**PROVIDED TEXT:**
-- Opening Marker --

Healthcare: Technological Advances, Financial Challenges

from Steve Purves

While I have intimate knowledge of the conversations happening here in Arizona around how changes in healthcare delivery affect the business community, I also have the privilege of learning from my colleagues across the country. Having just stepped down as board chair for America’s Essential Hospitals, an organization dedicated to advocacy for hospitals and health systems across the country, and soon joining the American Hospital Association Board of Trustees, I look forward to continually bringing insights back to Arizona so that we can all continue to navigate the post-pandemic environment together.

With that, I want to share some of the insights I have gained from my involvement with AEH and in my day-to-day role as president and CEO of Valleywise Health, Maricopa County’s safety net health care system and only public teaching hospital. 

First off, technology has always shaped the delivery of healthcare services. Today, a focus on precision medicine, artificial intelligence, greater consumer connectivity and greater access to care are notable developments.

-- Closing Marker --

**PROMPT A:** Could you transcribe the healthcare piece word for word, starting with "With that, I" and going on through "are notable developments."?
**PROMPT B:** Can you write the next part of the healthcare piece, picking up right after its last sentence?

[Saved entries]
-- Opening Marker --

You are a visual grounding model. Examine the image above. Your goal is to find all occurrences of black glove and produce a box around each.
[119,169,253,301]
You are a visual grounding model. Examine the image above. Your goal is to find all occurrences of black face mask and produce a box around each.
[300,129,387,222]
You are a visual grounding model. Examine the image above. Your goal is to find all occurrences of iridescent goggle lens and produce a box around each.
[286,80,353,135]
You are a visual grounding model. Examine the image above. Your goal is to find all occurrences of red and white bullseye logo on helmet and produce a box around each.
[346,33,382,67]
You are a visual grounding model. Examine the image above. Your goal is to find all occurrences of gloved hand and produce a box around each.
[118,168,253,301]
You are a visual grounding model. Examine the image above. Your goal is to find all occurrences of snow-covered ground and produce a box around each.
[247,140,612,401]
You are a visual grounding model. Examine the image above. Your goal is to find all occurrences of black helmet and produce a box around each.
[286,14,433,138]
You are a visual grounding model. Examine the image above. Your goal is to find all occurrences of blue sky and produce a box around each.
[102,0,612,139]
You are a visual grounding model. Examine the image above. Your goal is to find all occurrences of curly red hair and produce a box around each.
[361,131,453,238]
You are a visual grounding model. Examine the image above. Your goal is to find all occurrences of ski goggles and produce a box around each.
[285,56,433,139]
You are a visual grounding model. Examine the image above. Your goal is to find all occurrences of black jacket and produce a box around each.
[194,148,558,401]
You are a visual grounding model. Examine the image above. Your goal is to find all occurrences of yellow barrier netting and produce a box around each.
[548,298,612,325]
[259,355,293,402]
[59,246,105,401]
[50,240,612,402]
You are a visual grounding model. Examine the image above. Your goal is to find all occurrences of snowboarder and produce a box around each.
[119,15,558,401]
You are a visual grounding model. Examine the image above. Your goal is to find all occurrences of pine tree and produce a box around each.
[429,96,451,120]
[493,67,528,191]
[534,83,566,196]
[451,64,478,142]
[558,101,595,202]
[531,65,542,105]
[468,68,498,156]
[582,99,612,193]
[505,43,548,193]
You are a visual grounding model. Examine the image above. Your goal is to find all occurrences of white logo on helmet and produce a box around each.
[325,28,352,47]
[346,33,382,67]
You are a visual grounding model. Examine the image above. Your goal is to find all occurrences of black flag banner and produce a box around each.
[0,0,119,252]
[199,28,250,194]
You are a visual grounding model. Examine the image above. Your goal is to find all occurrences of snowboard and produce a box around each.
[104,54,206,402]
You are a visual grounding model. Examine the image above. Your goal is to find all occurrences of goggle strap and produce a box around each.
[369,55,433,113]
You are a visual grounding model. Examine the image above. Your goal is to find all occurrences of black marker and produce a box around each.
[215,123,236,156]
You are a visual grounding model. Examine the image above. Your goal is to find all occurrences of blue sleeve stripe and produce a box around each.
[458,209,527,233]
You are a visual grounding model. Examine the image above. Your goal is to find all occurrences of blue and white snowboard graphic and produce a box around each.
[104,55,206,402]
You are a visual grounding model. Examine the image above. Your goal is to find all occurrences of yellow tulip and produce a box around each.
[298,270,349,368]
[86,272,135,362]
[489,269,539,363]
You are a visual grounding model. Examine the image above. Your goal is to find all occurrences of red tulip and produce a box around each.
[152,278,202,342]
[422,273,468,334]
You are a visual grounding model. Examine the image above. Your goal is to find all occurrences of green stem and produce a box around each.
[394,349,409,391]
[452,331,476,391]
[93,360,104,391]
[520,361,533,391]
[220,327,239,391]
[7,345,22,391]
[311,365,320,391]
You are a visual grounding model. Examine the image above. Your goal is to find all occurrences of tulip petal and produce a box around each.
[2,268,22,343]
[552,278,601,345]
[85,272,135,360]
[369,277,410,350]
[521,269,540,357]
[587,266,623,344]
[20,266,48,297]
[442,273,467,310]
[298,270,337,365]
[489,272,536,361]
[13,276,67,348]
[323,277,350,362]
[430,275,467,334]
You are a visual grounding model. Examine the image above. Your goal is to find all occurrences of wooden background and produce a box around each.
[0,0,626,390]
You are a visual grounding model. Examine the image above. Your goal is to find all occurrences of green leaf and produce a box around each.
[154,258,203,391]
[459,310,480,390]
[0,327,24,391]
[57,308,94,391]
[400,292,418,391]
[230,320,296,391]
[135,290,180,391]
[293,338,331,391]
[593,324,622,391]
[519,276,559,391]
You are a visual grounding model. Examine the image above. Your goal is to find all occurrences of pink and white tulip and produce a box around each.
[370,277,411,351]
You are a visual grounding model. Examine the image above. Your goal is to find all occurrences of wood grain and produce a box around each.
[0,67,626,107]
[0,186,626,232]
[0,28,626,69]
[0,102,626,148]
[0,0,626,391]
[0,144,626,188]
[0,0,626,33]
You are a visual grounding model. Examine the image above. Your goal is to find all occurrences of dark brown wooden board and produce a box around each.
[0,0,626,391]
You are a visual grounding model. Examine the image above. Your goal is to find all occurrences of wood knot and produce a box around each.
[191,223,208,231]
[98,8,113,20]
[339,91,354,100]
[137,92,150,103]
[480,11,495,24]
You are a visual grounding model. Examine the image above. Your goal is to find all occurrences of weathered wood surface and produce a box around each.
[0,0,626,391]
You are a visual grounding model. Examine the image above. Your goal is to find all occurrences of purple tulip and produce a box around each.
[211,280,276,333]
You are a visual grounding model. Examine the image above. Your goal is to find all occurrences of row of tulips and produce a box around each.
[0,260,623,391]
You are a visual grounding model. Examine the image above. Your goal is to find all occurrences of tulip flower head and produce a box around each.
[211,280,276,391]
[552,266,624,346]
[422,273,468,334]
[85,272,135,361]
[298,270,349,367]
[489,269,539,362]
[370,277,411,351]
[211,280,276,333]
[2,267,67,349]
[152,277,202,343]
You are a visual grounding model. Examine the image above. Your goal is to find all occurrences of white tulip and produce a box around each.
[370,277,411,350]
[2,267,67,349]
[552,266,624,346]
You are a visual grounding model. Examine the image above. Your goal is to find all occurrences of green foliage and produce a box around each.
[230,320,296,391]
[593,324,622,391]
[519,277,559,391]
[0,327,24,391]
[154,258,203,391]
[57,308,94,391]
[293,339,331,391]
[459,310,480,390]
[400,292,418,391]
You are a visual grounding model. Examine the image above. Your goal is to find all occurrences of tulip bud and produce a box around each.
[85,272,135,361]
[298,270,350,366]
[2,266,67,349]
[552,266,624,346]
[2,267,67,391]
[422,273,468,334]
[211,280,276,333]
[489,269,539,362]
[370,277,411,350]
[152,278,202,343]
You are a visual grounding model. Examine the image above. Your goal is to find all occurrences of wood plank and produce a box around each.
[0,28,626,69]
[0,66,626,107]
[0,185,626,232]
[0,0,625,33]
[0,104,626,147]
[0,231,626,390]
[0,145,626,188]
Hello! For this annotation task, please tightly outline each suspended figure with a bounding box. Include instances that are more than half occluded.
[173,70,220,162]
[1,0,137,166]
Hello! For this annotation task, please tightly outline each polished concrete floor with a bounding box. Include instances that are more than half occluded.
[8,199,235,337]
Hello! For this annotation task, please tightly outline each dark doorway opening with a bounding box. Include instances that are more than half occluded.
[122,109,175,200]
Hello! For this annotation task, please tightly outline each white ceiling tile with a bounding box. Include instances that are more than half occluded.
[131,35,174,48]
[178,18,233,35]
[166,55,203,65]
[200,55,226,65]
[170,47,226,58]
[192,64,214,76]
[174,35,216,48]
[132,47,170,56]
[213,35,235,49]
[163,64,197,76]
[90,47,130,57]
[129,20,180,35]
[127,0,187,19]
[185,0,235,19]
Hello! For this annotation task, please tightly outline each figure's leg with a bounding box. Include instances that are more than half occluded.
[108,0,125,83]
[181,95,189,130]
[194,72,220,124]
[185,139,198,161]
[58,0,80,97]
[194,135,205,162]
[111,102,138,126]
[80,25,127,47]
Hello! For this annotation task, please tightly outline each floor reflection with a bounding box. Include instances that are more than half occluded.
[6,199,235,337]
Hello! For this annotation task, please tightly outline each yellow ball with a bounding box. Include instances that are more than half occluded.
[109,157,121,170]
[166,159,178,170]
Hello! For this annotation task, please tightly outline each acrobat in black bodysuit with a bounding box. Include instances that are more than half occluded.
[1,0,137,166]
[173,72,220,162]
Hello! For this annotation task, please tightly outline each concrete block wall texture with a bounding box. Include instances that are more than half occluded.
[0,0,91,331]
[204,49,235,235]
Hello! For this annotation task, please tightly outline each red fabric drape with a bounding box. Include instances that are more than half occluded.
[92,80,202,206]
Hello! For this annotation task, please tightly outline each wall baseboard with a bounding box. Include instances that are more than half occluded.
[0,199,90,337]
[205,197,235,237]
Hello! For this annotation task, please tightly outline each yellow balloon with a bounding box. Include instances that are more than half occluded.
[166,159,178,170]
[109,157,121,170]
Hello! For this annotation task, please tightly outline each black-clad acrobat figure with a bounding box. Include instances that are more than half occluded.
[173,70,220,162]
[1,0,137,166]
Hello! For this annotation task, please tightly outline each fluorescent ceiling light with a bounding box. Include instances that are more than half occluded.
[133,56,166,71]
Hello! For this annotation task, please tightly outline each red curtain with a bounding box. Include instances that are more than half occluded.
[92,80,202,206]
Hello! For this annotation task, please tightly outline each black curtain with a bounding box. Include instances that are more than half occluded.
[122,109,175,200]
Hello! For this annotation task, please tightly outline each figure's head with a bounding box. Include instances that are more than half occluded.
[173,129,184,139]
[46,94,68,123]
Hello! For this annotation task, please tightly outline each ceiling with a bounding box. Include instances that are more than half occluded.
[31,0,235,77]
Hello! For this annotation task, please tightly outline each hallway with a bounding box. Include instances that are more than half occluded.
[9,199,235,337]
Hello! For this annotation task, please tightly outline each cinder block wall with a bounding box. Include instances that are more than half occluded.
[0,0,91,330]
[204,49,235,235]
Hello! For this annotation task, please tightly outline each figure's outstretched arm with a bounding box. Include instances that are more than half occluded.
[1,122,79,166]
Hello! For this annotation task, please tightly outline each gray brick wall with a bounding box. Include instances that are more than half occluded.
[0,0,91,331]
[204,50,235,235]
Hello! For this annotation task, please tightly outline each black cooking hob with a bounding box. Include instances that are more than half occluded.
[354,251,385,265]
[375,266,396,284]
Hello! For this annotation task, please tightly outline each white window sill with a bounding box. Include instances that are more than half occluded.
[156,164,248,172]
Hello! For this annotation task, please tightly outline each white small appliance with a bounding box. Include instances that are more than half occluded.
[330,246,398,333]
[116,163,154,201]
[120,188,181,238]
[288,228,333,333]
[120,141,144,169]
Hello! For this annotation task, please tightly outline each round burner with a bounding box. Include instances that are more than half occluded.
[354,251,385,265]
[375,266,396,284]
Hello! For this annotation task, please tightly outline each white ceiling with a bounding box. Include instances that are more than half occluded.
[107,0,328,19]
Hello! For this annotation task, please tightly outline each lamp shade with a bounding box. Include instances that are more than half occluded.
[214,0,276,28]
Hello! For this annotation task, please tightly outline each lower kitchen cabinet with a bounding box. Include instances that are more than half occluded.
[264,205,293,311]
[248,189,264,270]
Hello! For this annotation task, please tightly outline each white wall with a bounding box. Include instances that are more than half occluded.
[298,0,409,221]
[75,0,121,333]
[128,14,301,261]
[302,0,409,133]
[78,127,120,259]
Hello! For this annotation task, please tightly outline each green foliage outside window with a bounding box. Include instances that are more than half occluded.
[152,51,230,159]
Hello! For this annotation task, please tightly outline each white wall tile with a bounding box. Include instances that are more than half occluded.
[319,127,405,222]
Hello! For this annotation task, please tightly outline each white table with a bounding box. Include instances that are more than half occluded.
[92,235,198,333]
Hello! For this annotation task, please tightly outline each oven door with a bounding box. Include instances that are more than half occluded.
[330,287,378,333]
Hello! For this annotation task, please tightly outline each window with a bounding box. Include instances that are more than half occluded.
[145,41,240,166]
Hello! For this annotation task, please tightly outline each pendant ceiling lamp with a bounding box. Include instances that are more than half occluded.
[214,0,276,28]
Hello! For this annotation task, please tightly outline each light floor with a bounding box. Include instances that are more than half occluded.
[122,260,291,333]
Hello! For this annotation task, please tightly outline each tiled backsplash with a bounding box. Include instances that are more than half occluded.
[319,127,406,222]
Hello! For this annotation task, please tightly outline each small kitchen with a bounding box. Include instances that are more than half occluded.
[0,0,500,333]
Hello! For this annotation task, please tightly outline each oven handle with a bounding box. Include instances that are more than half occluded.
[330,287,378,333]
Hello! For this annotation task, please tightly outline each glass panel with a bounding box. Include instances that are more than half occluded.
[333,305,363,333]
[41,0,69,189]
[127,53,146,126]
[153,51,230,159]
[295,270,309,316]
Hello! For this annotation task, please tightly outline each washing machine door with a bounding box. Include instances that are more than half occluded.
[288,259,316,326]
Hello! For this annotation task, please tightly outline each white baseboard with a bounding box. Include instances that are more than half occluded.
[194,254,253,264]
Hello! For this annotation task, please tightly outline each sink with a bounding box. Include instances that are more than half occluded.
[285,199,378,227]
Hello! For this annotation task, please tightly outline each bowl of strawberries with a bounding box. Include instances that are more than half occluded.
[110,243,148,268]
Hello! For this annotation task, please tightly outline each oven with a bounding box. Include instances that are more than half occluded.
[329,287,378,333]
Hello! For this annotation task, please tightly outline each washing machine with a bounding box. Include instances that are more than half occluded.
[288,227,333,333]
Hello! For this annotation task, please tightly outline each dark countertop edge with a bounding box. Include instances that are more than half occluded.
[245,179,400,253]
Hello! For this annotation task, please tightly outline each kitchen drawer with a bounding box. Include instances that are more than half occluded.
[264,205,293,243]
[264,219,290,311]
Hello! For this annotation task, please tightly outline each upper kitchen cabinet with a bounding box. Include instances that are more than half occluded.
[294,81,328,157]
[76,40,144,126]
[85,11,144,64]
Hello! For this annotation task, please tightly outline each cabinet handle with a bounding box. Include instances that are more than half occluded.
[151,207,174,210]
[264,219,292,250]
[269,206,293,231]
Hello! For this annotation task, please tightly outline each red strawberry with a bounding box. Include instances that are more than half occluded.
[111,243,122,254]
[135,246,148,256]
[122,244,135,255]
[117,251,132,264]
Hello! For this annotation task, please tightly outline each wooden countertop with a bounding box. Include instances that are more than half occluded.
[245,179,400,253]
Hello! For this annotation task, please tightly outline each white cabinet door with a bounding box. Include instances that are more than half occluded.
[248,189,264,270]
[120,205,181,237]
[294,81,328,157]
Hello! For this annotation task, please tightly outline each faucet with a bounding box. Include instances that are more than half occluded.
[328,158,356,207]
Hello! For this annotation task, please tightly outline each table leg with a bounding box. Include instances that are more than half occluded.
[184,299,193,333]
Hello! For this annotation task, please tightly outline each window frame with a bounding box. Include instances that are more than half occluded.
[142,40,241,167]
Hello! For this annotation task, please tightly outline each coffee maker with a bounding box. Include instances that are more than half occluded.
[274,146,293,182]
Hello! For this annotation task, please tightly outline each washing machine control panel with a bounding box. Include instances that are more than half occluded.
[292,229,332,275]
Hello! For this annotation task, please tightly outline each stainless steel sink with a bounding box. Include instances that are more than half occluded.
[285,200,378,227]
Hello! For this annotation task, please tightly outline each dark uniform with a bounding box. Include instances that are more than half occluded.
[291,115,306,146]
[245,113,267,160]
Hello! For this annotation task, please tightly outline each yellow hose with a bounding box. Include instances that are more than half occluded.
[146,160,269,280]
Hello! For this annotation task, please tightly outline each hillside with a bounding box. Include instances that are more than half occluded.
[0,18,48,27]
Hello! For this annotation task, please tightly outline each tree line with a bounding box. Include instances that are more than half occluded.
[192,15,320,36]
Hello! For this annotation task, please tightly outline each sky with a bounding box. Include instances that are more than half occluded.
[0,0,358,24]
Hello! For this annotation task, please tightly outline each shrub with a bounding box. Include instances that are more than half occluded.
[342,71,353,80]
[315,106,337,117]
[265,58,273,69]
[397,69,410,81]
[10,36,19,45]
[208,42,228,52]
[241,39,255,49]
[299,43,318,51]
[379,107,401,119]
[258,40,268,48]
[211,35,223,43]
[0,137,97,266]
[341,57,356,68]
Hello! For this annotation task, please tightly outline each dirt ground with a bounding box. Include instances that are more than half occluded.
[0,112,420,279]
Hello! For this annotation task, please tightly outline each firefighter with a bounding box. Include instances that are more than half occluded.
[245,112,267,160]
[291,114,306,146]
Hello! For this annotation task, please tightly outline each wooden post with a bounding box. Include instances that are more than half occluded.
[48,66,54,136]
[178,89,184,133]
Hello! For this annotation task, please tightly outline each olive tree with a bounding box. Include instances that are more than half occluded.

-- Closing Marker --

**ANSWER BOX A:**
With that, I want to share some of the insights I have gained from my involvement with AEH and in my day-to-day role as president and CEO of Valleywise Health, Maricopa County’s safety net health care system and only public teaching hospital. 

First off, technology has always shaped the delivery of healthcare services. Today, a focus on precision medicine, artificial intelligence, greater consumer connectivity and greater access to care are notable developments.

**ANSWER BOX B:**
Healthcare is not only capital intensive, with equipment and buildings being necessary components of our delivery system, but it is also data driven. Managing large amounts of healthcare data can be daunting for both consumers and providers. Physicians and other clinicians spend enormous amounts of time documenting, which takes away from the most important part of their job: treating patients. We are working on innovative ways to reduce the time spent in non-clinical activities to improve patient and provider satisfaction and, ultimately, improve healthcare outcomes for our patients. After all, despite healthcare being focused on technology, at the end of the day, healthcare is a people business and it is those people — our doctors, nurses and support staff — who will deliver high-quality, compassionate care to patients and their families.

Certainly, the pandemic created the urgency to develop remote technology, such as telehealth visits and remote monitoring, and also to accommodate an ever-growing remote workforce. The pandemic also exposed serious cracks in our healthcare workforce infrastructure, creating serious shortages in essential personnel, many of whom deliver care directly at the bedside or in emergency settings. 

The pandemic also exposed the financial vulnerability of many essential safety-net hospitals throughout the country who serve a disproportionate amount of care to underinsured or uninsured patients. Many of these institutions, like Valleywise Health, rely heavily on government funding sources such as Medicaid, and were seriously impacted during the pandemic. Efforts are underway to identify and support those essential hospitals in the vital mission they have in the communities they serve.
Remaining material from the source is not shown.